Excerpted records START

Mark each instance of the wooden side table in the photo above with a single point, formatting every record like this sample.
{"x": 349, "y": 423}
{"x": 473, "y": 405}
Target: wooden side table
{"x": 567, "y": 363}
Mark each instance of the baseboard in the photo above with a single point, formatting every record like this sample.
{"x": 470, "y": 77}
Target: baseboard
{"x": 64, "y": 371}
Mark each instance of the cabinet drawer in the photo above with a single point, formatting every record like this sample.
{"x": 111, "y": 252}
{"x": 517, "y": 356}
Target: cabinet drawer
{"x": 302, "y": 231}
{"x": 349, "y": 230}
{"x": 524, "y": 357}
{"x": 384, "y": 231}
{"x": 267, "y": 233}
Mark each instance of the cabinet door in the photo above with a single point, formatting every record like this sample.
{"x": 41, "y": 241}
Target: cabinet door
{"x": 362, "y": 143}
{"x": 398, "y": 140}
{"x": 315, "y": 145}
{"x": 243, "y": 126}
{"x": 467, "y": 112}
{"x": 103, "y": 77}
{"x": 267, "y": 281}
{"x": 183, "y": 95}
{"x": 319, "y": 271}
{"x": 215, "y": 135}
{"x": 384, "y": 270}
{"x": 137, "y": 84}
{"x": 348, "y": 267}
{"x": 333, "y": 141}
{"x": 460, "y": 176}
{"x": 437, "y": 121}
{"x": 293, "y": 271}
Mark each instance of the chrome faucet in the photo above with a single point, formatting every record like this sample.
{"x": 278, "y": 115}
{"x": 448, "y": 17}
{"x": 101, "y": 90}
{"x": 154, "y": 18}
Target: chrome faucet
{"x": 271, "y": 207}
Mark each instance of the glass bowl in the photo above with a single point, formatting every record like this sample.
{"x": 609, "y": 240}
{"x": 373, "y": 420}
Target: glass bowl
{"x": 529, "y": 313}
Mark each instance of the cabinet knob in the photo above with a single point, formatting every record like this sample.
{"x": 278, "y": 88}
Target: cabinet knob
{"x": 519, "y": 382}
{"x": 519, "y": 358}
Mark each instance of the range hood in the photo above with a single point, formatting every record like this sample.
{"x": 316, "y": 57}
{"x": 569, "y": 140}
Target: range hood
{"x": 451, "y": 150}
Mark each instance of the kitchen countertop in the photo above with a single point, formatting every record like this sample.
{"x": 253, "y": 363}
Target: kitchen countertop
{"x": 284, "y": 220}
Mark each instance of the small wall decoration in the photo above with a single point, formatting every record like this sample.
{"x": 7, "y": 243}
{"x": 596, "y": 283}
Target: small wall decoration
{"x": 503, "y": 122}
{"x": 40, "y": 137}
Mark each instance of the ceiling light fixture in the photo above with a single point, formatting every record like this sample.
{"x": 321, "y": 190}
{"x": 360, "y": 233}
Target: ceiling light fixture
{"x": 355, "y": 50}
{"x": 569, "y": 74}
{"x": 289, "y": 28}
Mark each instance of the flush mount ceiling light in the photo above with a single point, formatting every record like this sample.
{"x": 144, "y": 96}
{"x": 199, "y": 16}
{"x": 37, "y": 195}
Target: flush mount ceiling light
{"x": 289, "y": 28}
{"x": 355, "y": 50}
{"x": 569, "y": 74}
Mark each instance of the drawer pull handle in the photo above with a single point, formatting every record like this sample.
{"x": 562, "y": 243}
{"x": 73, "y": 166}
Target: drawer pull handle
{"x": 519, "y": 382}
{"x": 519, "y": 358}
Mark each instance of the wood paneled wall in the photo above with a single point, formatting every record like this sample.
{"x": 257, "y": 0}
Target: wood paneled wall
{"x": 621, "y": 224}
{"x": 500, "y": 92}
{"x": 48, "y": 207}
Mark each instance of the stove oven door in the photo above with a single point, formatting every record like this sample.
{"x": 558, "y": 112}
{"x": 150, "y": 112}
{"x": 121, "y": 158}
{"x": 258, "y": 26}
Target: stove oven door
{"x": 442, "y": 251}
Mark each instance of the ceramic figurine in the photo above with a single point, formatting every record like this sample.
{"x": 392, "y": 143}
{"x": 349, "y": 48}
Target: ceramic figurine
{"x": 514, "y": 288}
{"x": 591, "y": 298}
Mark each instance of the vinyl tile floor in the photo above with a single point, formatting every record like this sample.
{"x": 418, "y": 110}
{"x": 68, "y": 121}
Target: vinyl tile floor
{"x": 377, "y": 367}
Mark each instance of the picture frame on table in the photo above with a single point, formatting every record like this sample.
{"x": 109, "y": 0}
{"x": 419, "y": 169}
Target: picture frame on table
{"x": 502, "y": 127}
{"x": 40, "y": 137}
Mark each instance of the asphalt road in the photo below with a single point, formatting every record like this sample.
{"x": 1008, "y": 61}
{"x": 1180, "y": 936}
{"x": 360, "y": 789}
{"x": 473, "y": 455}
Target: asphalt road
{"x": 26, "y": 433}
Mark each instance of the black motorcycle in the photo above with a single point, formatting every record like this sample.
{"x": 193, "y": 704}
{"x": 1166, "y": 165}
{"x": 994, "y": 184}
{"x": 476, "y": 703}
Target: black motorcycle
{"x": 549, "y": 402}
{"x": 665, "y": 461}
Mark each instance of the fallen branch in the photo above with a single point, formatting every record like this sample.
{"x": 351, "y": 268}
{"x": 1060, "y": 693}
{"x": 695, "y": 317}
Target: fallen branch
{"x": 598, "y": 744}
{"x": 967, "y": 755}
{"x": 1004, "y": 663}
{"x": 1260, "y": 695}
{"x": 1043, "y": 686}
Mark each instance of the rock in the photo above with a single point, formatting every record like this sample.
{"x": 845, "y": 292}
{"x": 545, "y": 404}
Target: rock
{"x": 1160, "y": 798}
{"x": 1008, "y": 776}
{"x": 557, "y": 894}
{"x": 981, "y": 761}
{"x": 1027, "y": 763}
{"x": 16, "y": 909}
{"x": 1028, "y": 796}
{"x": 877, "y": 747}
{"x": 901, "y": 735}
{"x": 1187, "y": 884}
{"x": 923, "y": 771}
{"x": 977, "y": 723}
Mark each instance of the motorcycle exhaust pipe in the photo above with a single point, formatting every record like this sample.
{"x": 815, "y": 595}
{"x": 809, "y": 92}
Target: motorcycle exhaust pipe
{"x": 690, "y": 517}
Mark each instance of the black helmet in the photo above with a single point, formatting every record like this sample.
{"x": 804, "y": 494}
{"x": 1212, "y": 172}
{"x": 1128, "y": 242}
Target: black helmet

Excerpted records END

_Task description_
None of the lines above may be skipped. Transcribe each one exactly.

_Answer to the problem_
Mark each instance of the wooden side table in the photo above with a single point, formatting every record like this sample.
{"x": 349, "y": 423}
{"x": 473, "y": 405}
Target: wooden side table
{"x": 567, "y": 363}
Mark each instance of the baseboard in the photo above with a single point, formatting every record like this sample.
{"x": 470, "y": 77}
Target: baseboard
{"x": 64, "y": 371}
Mark each instance of the cabinet drawer in the photo above with a single point, formatting every record like this sample.
{"x": 111, "y": 252}
{"x": 517, "y": 356}
Target: cabinet drawer
{"x": 302, "y": 231}
{"x": 349, "y": 230}
{"x": 524, "y": 357}
{"x": 384, "y": 231}
{"x": 267, "y": 233}
Mark each instance of the cabinet door in the photo above with a single point, formatting every record like this sample.
{"x": 41, "y": 241}
Target: cabinet door
{"x": 362, "y": 143}
{"x": 398, "y": 140}
{"x": 315, "y": 145}
{"x": 243, "y": 126}
{"x": 467, "y": 112}
{"x": 103, "y": 77}
{"x": 267, "y": 281}
{"x": 183, "y": 95}
{"x": 319, "y": 271}
{"x": 215, "y": 135}
{"x": 384, "y": 270}
{"x": 137, "y": 84}
{"x": 348, "y": 267}
{"x": 333, "y": 141}
{"x": 460, "y": 176}
{"x": 437, "y": 121}
{"x": 293, "y": 271}
Mark each instance of the chrome faucet in the photo above with a single point, formatting every record like this sample.
{"x": 278, "y": 115}
{"x": 448, "y": 17}
{"x": 101, "y": 90}
{"x": 154, "y": 18}
Target: chrome faucet
{"x": 271, "y": 207}
Mark each instance of the glass bowl in the photo above with a single point, formatting every record like this sample.
{"x": 609, "y": 240}
{"x": 373, "y": 420}
Target: glass bowl
{"x": 529, "y": 313}
Mark each instance of the cabinet knob in the photo above with a single point, formatting every record like this sample.
{"x": 278, "y": 88}
Target: cabinet knob
{"x": 519, "y": 382}
{"x": 519, "y": 358}
Mark each instance of the range hood in the photo above with a single point, formatting every record like this sample.
{"x": 316, "y": 57}
{"x": 569, "y": 140}
Target: range hood
{"x": 451, "y": 150}
Mark each instance of the kitchen countertop in the photo above with a single point, formatting every record like this sample.
{"x": 253, "y": 363}
Target: kitchen countertop
{"x": 284, "y": 220}
Mark each instance of the small wall decoration in the photo above with a single point, formatting every record like this sample.
{"x": 7, "y": 243}
{"x": 596, "y": 283}
Target: small wall decoration
{"x": 503, "y": 122}
{"x": 40, "y": 137}
Mark each instance of the ceiling light fixture in the photo above with a single point, formatting every record like this sample.
{"x": 321, "y": 190}
{"x": 360, "y": 233}
Target: ceiling light fixture
{"x": 355, "y": 50}
{"x": 569, "y": 74}
{"x": 289, "y": 28}
Mark each instance of the flush mount ceiling light in the photo above with a single point, formatting every record like this sample.
{"x": 144, "y": 96}
{"x": 199, "y": 16}
{"x": 37, "y": 195}
Target: flush mount ceiling light
{"x": 289, "y": 28}
{"x": 355, "y": 50}
{"x": 569, "y": 74}
Mark each instance of the drawer pull handle in the photo above with a single point, formatting every record like this sample.
{"x": 562, "y": 243}
{"x": 73, "y": 166}
Target: drawer pull handle
{"x": 519, "y": 382}
{"x": 519, "y": 358}
Mark each instance of the wood paneled wall in the photo above with a single point, formatting every record like this sample.
{"x": 257, "y": 0}
Target: wood paneled wall
{"x": 621, "y": 224}
{"x": 500, "y": 92}
{"x": 48, "y": 207}
Mark each instance of the stove oven door in the photo above with a single point, formatting every record like this sample.
{"x": 558, "y": 112}
{"x": 150, "y": 112}
{"x": 121, "y": 158}
{"x": 258, "y": 26}
Target: stove oven door
{"x": 442, "y": 251}
Mark each instance of the ceramic figurine in the photo above with a single point, formatting every record like this sample.
{"x": 392, "y": 143}
{"x": 349, "y": 48}
Target: ceramic figurine
{"x": 514, "y": 288}
{"x": 591, "y": 298}
Mark each instance of the vinyl tile floor in the photo above with a single point, formatting every record like this sample.
{"x": 418, "y": 110}
{"x": 68, "y": 121}
Target: vinyl tile floor
{"x": 377, "y": 367}
Mark each instance of the picture frame on table in the photo above with a single point, formatting every record like this sample.
{"x": 109, "y": 0}
{"x": 419, "y": 169}
Target: picture frame on table
{"x": 502, "y": 127}
{"x": 40, "y": 137}
Mark each instance of the asphalt road in the photo below with a single point, formatting every record like this sample.
{"x": 1008, "y": 61}
{"x": 1180, "y": 936}
{"x": 360, "y": 789}
{"x": 473, "y": 455}
Target: asphalt road
{"x": 26, "y": 433}
Mark each instance of the black motorcycle in the photo above with a single point, formatting every record like this sample.
{"x": 193, "y": 704}
{"x": 1166, "y": 165}
{"x": 994, "y": 184}
{"x": 476, "y": 703}
Target: black motorcycle
{"x": 549, "y": 402}
{"x": 665, "y": 461}
Mark each instance of the fallen branch in the photo above with a single point, formatting every record like this sample.
{"x": 351, "y": 268}
{"x": 1060, "y": 693}
{"x": 695, "y": 317}
Target: fallen branch
{"x": 598, "y": 744}
{"x": 967, "y": 755}
{"x": 1004, "y": 663}
{"x": 1260, "y": 695}
{"x": 1043, "y": 686}
Mark each instance of the rock in the photo above with a single point, formatting every record like this sample.
{"x": 845, "y": 292}
{"x": 545, "y": 404}
Target: rock
{"x": 1160, "y": 798}
{"x": 1008, "y": 776}
{"x": 557, "y": 894}
{"x": 981, "y": 761}
{"x": 1027, "y": 763}
{"x": 16, "y": 909}
{"x": 1028, "y": 796}
{"x": 877, "y": 747}
{"x": 901, "y": 735}
{"x": 1187, "y": 884}
{"x": 923, "y": 771}
{"x": 977, "y": 723}
Mark each instance of the motorcycle exhaust pipe in the photo above with a single point, formatting every record like this sample.
{"x": 815, "y": 595}
{"x": 809, "y": 92}
Target: motorcycle exhaust pipe
{"x": 690, "y": 517}
Mark each instance of the black helmet in the photo above with a single point, formatting every record like this sample.
{"x": 804, "y": 494}
{"x": 1212, "y": 172}
{"x": 1128, "y": 242}
Target: black helmet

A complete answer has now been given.